• WHAT THE TASK REQUIRES
Rewrite all the items below, replacing every "Find" with "Locate" and leaving the rest unchanged.
╔══
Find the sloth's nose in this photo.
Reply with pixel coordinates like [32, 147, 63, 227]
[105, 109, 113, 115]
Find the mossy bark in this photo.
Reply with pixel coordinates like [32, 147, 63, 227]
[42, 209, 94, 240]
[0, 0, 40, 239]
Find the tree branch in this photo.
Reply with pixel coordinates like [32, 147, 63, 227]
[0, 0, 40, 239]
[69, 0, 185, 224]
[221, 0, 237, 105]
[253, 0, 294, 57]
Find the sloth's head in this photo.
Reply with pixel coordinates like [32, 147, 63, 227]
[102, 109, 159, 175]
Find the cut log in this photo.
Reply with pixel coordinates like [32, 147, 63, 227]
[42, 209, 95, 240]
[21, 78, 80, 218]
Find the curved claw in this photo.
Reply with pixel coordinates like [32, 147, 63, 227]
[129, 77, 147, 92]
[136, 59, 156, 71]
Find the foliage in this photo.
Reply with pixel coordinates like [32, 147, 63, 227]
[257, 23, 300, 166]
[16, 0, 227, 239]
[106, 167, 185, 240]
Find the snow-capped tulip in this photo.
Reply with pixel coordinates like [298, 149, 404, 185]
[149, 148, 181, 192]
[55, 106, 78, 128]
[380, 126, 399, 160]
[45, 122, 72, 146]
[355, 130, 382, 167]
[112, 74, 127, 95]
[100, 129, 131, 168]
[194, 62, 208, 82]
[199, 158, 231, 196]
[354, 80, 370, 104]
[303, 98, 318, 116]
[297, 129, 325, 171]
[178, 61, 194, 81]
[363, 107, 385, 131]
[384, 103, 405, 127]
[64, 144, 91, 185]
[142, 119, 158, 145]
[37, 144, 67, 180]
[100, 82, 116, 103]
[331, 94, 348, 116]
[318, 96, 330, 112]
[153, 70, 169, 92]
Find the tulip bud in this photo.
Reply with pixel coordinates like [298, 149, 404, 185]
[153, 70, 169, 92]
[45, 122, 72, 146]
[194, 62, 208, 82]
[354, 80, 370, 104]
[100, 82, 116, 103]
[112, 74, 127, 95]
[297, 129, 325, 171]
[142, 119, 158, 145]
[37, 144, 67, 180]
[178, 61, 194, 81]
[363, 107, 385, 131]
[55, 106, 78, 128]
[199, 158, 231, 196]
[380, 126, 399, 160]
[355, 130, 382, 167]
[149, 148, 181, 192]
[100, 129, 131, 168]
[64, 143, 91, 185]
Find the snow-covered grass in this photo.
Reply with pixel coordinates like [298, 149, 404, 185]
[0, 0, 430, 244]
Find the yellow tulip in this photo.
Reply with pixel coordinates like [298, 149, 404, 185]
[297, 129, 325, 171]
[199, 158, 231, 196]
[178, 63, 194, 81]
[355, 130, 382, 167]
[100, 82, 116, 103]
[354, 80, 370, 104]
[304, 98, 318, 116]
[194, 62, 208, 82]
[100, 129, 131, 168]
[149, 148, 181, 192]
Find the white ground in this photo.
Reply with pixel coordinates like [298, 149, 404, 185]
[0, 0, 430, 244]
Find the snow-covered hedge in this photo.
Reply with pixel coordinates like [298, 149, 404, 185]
╚══
• OUTPUT FOR THIS EXERCISE
Locate the sloth's nose in this photo.
Reply with pixel coordinates like [32, 147, 63, 227]
[105, 109, 113, 115]
Locate the mossy bark in this photo.
Reply with pixel coordinates like [32, 147, 63, 227]
[42, 209, 94, 240]
[0, 0, 40, 239]
Locate the tree branch in this photo.
Reply with pixel coordinates like [32, 147, 63, 227]
[0, 0, 40, 239]
[69, 0, 185, 224]
[221, 0, 237, 105]
[253, 0, 294, 57]
Locate the sloth's head in this photo.
Reply with pixel coordinates like [32, 147, 63, 227]
[102, 109, 159, 175]
Locate the cut log in this photo.
Reply with pixel coordinates like [32, 147, 63, 227]
[42, 209, 95, 240]
[21, 78, 80, 218]
Locate the curved claw in this photo.
Reply with pixel coordinates like [32, 147, 63, 227]
[129, 77, 147, 92]
[136, 59, 156, 71]
Locate the foliage in this photo.
Reply with pixel coordinates like [32, 147, 63, 227]
[257, 23, 300, 166]
[16, 0, 227, 239]
[106, 167, 185, 240]
Locate the snow-capped tulip in this photo.
Reply with pixel coordinates like [298, 149, 404, 185]
[149, 148, 181, 192]
[55, 106, 78, 128]
[380, 126, 399, 160]
[45, 122, 72, 146]
[355, 130, 382, 167]
[112, 74, 127, 95]
[100, 129, 131, 168]
[194, 62, 208, 82]
[199, 158, 231, 196]
[354, 80, 370, 104]
[303, 98, 318, 116]
[297, 129, 325, 171]
[178, 61, 194, 81]
[363, 107, 385, 131]
[384, 103, 405, 127]
[64, 144, 91, 185]
[142, 119, 158, 145]
[37, 144, 67, 180]
[100, 82, 116, 103]
[331, 94, 348, 116]
[318, 96, 330, 112]
[153, 70, 169, 92]
Locate the tulip bud in this photo.
Reply with pixel coordinates like [298, 149, 404, 185]
[153, 70, 169, 92]
[45, 122, 72, 146]
[194, 62, 208, 82]
[354, 80, 370, 104]
[100, 82, 116, 103]
[112, 74, 127, 95]
[297, 129, 325, 171]
[142, 119, 158, 145]
[37, 144, 67, 180]
[178, 61, 194, 81]
[363, 107, 385, 131]
[55, 106, 78, 128]
[199, 158, 231, 196]
[380, 126, 399, 160]
[355, 130, 382, 167]
[149, 148, 181, 192]
[100, 129, 131, 168]
[64, 143, 91, 185]
Locate the snow-covered grass in this photo.
Reply with pixel coordinates like [298, 149, 404, 185]
[0, 0, 430, 244]
Locate the yellow tulip in this photo.
Reply with pixel coordinates like [298, 149, 404, 185]
[297, 129, 325, 171]
[199, 158, 231, 196]
[178, 63, 194, 81]
[355, 130, 382, 167]
[100, 82, 116, 103]
[354, 80, 370, 104]
[304, 98, 318, 116]
[194, 62, 208, 82]
[100, 129, 131, 168]
[149, 148, 181, 192]
Locate the white ground in this photo.
Reply with pixel coordinates like [298, 149, 404, 185]
[0, 0, 430, 244]
Locate the snow-covered hedge in this photo.
Reply with pixel coordinates like [298, 149, 404, 185]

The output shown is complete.